** Start of Exercise data **
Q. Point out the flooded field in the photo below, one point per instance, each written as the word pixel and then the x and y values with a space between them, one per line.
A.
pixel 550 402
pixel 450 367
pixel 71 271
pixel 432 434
** End of Exercise data **
[Job]:
Convert the entire listing above into a Markdown table with the columns Row and Line. Put one non-blank line per row with its sequential number, and omit blank lines.

[Response below]:
| Row | Line |
|---|---|
| 1 | Q. Point out the flooded field in the photo below, one point per instance, each written as the word pixel and then the x and y values with a space between them, one per line. |
| 2 | A. |
| 3 | pixel 550 402 |
| 4 | pixel 450 367 |
| 5 | pixel 71 271 |
| 6 | pixel 432 434 |